## Your task
Set down every record once more, exactly as given.

Start of Records

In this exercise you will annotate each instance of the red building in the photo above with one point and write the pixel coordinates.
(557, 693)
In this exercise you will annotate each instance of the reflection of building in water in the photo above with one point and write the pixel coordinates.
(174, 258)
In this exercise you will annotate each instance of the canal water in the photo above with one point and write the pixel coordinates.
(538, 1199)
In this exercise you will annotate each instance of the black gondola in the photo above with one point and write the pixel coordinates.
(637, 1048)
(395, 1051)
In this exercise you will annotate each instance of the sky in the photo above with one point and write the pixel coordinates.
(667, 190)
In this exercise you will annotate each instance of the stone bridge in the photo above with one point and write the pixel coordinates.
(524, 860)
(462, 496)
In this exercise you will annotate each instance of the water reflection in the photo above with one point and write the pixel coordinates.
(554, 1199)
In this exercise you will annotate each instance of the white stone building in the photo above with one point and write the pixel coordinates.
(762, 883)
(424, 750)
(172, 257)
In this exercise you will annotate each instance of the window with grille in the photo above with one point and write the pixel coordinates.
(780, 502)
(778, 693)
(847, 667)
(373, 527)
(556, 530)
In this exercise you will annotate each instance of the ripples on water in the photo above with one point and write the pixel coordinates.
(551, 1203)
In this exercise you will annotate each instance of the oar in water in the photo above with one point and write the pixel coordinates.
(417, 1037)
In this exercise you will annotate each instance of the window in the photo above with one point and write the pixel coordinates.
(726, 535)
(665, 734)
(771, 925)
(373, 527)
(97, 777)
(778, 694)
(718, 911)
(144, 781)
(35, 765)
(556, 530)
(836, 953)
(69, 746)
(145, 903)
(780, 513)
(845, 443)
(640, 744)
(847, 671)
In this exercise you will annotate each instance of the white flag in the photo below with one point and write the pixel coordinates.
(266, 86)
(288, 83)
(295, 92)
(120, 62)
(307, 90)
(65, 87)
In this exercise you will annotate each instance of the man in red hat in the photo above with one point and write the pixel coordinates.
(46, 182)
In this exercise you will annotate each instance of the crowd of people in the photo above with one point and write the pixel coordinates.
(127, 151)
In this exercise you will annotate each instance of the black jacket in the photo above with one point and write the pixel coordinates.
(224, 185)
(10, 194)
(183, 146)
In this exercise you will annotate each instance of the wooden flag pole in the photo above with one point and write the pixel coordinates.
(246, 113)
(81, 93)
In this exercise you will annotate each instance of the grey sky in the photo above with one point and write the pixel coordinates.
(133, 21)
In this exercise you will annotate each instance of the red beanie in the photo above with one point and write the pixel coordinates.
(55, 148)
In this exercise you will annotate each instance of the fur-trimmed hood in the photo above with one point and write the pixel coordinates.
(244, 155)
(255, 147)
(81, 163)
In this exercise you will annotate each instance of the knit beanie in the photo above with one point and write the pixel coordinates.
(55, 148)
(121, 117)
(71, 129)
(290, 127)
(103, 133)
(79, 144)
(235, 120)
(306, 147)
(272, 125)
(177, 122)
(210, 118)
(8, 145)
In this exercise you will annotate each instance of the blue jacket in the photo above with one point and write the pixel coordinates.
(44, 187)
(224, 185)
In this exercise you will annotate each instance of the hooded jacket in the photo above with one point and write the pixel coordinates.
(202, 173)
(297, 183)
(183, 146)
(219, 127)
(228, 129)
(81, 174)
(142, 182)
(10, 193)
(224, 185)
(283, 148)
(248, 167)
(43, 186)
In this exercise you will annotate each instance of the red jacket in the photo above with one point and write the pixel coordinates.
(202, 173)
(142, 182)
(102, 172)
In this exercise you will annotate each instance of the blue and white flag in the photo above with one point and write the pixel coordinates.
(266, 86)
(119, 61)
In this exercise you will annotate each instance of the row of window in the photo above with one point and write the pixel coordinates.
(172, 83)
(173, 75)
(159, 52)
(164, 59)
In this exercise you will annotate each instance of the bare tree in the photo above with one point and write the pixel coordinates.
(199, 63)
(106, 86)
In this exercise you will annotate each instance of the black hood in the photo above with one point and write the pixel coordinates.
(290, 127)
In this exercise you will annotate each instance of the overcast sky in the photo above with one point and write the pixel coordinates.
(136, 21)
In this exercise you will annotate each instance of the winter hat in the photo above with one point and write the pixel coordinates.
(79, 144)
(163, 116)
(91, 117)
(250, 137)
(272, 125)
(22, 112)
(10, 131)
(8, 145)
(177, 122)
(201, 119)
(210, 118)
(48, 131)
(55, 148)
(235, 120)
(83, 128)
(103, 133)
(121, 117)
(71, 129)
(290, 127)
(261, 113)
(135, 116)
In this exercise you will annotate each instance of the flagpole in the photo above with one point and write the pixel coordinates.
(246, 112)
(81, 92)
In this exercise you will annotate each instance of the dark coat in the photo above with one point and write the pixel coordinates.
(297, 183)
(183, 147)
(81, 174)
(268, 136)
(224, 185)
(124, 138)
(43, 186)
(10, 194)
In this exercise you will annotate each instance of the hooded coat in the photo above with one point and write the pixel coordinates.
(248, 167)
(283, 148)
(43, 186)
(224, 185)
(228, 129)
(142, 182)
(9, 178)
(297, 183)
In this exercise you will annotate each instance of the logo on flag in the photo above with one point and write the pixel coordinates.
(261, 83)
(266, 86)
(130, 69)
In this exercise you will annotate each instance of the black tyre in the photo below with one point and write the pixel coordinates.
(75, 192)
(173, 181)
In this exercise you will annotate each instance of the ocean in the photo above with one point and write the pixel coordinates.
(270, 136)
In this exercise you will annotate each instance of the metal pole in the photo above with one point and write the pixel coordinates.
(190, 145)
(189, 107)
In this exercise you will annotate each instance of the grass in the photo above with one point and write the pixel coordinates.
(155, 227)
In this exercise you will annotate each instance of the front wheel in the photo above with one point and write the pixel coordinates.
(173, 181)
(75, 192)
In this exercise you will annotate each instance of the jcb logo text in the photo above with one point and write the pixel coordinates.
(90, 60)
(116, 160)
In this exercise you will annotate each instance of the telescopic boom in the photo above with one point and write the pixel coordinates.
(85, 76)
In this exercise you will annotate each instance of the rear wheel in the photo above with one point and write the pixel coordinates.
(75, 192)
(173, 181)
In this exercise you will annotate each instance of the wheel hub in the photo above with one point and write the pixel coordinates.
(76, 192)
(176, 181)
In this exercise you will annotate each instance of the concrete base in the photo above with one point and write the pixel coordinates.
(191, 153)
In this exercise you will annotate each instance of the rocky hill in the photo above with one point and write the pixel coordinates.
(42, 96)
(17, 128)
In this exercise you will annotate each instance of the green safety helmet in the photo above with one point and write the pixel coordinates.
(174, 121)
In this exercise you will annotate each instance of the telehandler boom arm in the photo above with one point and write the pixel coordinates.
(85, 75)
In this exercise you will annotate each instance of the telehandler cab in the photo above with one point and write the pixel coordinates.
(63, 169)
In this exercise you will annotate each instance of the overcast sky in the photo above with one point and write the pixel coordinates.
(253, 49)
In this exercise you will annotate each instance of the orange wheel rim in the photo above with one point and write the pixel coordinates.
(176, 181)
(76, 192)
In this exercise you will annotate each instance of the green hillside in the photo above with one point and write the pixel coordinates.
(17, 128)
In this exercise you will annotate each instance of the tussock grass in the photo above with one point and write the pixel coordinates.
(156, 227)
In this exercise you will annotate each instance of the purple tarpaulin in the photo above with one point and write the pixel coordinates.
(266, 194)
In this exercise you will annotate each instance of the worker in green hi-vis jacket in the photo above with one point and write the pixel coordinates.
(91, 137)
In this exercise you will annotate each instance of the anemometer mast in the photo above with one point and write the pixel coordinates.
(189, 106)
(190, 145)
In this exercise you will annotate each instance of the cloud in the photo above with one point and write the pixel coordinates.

End of Records

## Answer to the exercise
In this exercise you will annotate each instance of the red building in the photo above with one point and write the pixel coordinates.
(557, 693)
In this exercise you will annotate each instance of the reflection of building in water in the photo above with one point and write the pixel coordinates.
(174, 258)
In this exercise you will annotate each instance of the canal water in the photo above with one point and write the pixel coordinates.
(538, 1199)
In this exercise you will annotate each instance of the black gondola in the photo above with one point and write the pixel coordinates.
(637, 1048)
(395, 1051)
In this exercise you will annotate each instance of the sky in the photo above with one point and write the pixel coordinates.
(667, 190)
In this exercise you will annotate each instance of the stone bridge in the photo above with one point and write the pixel coordinates.
(524, 860)
(462, 496)
In this exercise you will annotate each instance of the water reflection in the photo above with one point and write the pixel coordinates.
(554, 1199)
In this exercise you will annotate each instance of the white stone building in the photo above with one point and write the pixel coordinates.
(762, 883)
(424, 750)
(172, 257)
In this exercise you will annotate each instance of the window with grille in the photo above with one point and write the pixel coordinates.
(780, 502)
(778, 693)
(847, 667)
(373, 527)
(556, 530)
In this exercise you will annotate each instance of the ripples on water in the photo above with one point and write the pixel coordinates.
(551, 1203)
In this exercise you will annotate each instance of the oar in water in the photo above with one point and write the pixel coordinates.
(417, 1037)
In this exercise you will annotate each instance of the window in the photo above with one point and write the pixel coordinates.
(726, 535)
(665, 734)
(771, 925)
(373, 527)
(97, 777)
(778, 694)
(718, 911)
(144, 781)
(35, 765)
(556, 530)
(836, 953)
(69, 746)
(145, 903)
(780, 513)
(845, 443)
(640, 744)
(847, 671)
In this exercise you will annotate each instance of the white flag in the photo below with one point and write the pixel coordinates.
(266, 86)
(288, 83)
(295, 92)
(120, 62)
(307, 90)
(65, 87)
In this exercise you will annotate each instance of the man in red hat in the photo above with one point and write the pixel coordinates.
(46, 182)
In this exercise you will annotate each instance of the crowd of people in the photo above with one point and write the pixel coordinates.
(127, 151)
In this exercise you will annotate each instance of the black jacket in the photo above with one point and write the pixel coordinates.
(224, 185)
(10, 194)
(183, 146)
In this exercise you will annotate each instance of the wooden flag pole in the photo above with one point and write the pixel coordinates.
(246, 113)
(81, 93)
In this exercise you will annotate each instance of the grey sky in the photo above with one point and write the pixel coordinates.
(133, 21)
In this exercise you will annotate each instance of the red beanie in the photo above with one point and write the pixel coordinates.
(55, 148)
In this exercise you will annotate each instance of the fur-trimmed hood in the photo above with one point and write the pixel coordinates.
(244, 155)
(255, 147)
(81, 163)
In this exercise you will annotate each instance of the knit beanie in the photo above with one point and write the pixel coordinates.
(55, 148)
(121, 117)
(71, 129)
(290, 127)
(103, 133)
(79, 144)
(235, 120)
(306, 147)
(272, 125)
(177, 122)
(210, 118)
(8, 145)
In this exercise you will annotate each instance of the blue jacket in the photo above with one point and write the pixel coordinates.
(44, 187)
(224, 185)
In this exercise you will annotate each instance of the hooded jacket in the photo above with one point and write the pixel coordinates.
(202, 173)
(297, 183)
(183, 146)
(219, 127)
(228, 129)
(81, 174)
(142, 182)
(10, 193)
(224, 185)
(283, 148)
(248, 167)
(43, 186)
In this exercise you will annotate each instance of the red jacket in the photo above with one point and write the pixel coordinates.
(202, 173)
(142, 182)
(102, 172)
In this exercise you will annotate each instance of the blue and white flag in the photo above with one point and write the pixel coordinates.
(266, 86)
(119, 61)
In this exercise you will annotate each instance of the row of window in the photo above with one point and write the pixel coordinates.
(172, 83)
(173, 75)
(159, 52)
(164, 59)
In this exercise you will annotate each instance of the bare tree in the photo above with one point and write the pixel coordinates.
(199, 63)
(106, 86)
In this exercise you will annotate each instance of the black hood in the photo above with one point and write the pixel coordinates.
(290, 127)
In this exercise you will annotate each instance of the overcast sky in the photo above with one point and write the pixel coordinates.
(136, 21)
In this exercise you will annotate each instance of the winter hat in the photo above with one point and write the pixel coordinates.
(79, 144)
(163, 116)
(91, 117)
(250, 137)
(272, 125)
(22, 112)
(10, 131)
(8, 145)
(177, 122)
(201, 119)
(210, 118)
(48, 131)
(55, 148)
(235, 120)
(83, 128)
(103, 133)
(121, 117)
(71, 129)
(290, 127)
(261, 113)
(135, 116)
In this exercise you will annotate each instance of the flagpole in the photo above with one point and write the pixel coordinates.
(246, 112)
(81, 92)
In this exercise you will annotate each instance of the dark coat in the photo above with one point and write the pixel coordinates.
(297, 183)
(183, 147)
(81, 174)
(268, 136)
(224, 185)
(124, 138)
(43, 186)
(10, 194)
In this exercise you will annotate each instance of the hooded coat in the photo above with one point and write the pixel coordinates.
(248, 167)
(283, 148)
(43, 186)
(224, 185)
(228, 129)
(142, 182)
(9, 178)
(297, 183)
In this exercise you will annotate each instance of the logo on flag in the photo above with one point and write the pixel coordinates.
(261, 83)
(266, 86)
(130, 69)
In this exercise you will annotate each instance of the black tyre in the photo below with one point and write the pixel coordinates.
(75, 192)
(173, 181)
In this exercise you will annotate each instance of the ocean in the photo above with one point and write the pixel coordinates.
(270, 136)
In this exercise you will annotate each instance of the metal pole in the photo above with one point and write the pixel coordinates.
(190, 145)
(189, 107)
In this exercise you will annotate each instance of the grass in the photo above with one point and write the pixel coordinates.
(155, 227)
In this exercise you will annotate each instance of the front wheel in the photo above with one point and write the pixel coordinates.
(173, 181)
(75, 192)
In this exercise you will annotate each instance of the jcb logo text in the photo above with one point and write the pixel coordinates.
(90, 60)
(116, 160)
In this exercise you will annotate each instance of the telescopic boom in the photo above with one point and write the pixel coordinates.
(85, 76)
In this exercise you will annotate each instance of the rear wheel in the photo above with one point and write the pixel coordinates.
(75, 192)
(173, 181)
In this exercise you will annotate each instance of the wheel hub in the photo above with one point and write the pixel coordinates.
(76, 192)
(176, 181)
In this exercise you will annotate each instance of the concrete base in the photo above with one point and write the pixel coordinates.
(191, 153)
In this exercise you will annotate each instance of the rocky hill in the photo above with one point and write the pixel coordinates.
(42, 96)
(17, 128)
In this exercise you will annotate each instance of the green safety helmet in the photo above with one point and write the pixel coordinates.
(174, 121)
In this exercise you will annotate each instance of the telehandler boom arm in the photo above with one point and write the pixel coordinates.
(85, 75)
In this exercise you will annotate each instance of the telehandler cab in the photo above with one point and write the pixel coordinates.
(63, 169)
In this exercise you will annotate each instance of the overcast sky in the photo above with one point and write the pixel coordinates.
(253, 49)
In this exercise you will annotate each instance of the orange wheel rim in the photo above with one point and write the pixel coordinates.
(176, 181)
(76, 192)
In this exercise you will annotate each instance of the green hillside in the photo above with one point and write the pixel coordinates.
(17, 128)
In this exercise you will annotate each instance of the tussock grass in the photo above with one point and write the pixel coordinates.
(156, 227)
In this exercise you will annotate each instance of the purple tarpaulin in the photo above with one point and write the pixel coordinates.
(266, 194)
In this exercise you will annotate each instance of the worker in green hi-vis jacket in the photo above with one point and write the pixel coordinates.
(91, 137)
In this exercise you will annotate each instance of the anemometer mast in the photo above with one point and write the pixel coordinates.
(189, 106)
(190, 145)
In this exercise you will annotate each instance of the cloud in the photo above with one point and write the pixel coordinates.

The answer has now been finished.